### What you are asked to do
Count the lines below that contain the string "Target", with case taken into account. Reply with the number alone.

### Supplied records

══════════

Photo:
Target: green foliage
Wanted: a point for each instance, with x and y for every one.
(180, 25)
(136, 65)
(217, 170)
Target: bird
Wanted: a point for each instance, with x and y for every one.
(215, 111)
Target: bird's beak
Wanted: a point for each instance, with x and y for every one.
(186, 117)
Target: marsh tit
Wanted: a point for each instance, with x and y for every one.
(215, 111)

══════════

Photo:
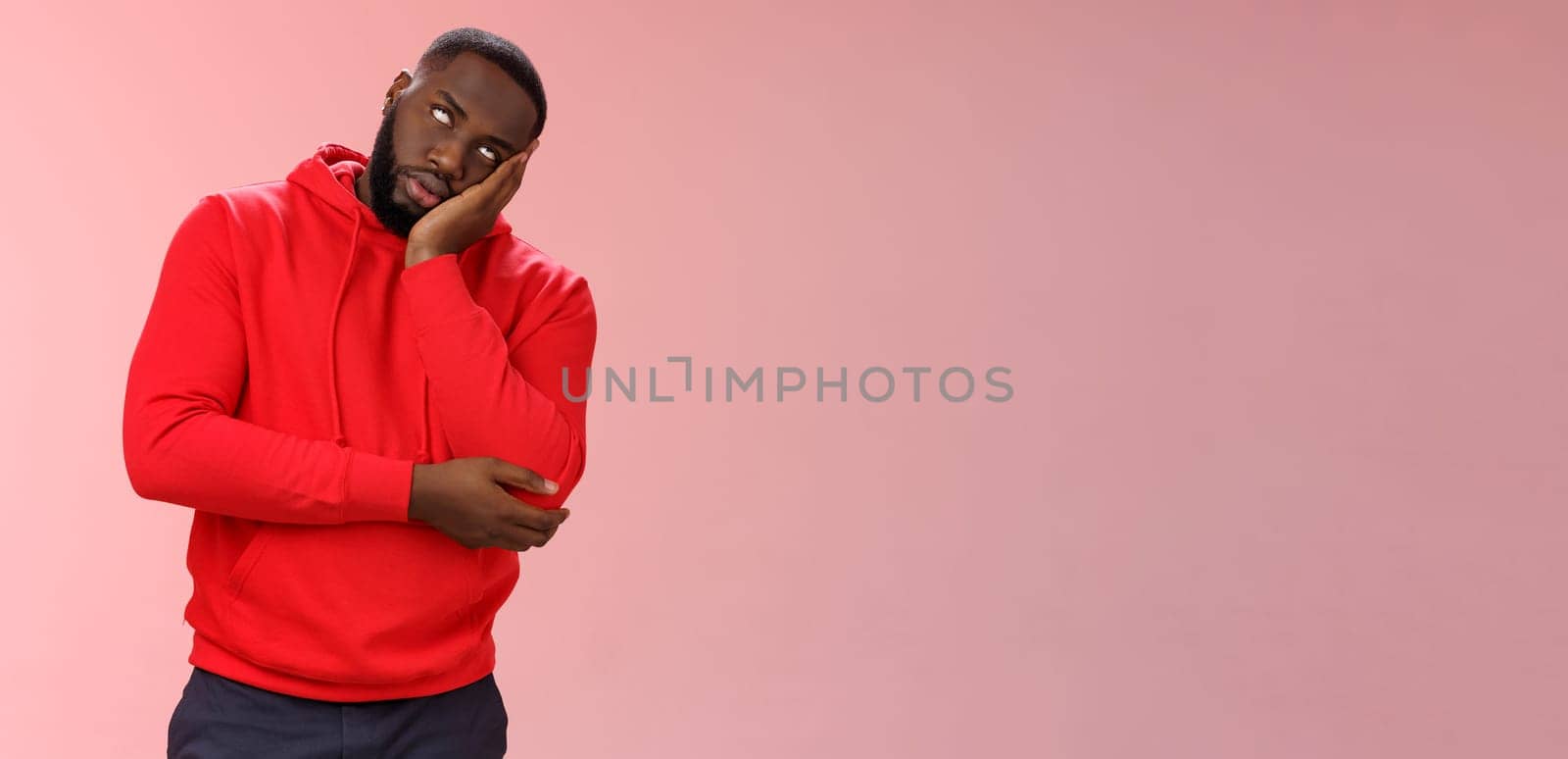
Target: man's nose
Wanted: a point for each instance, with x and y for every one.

══════════

### Reply to the exercise
5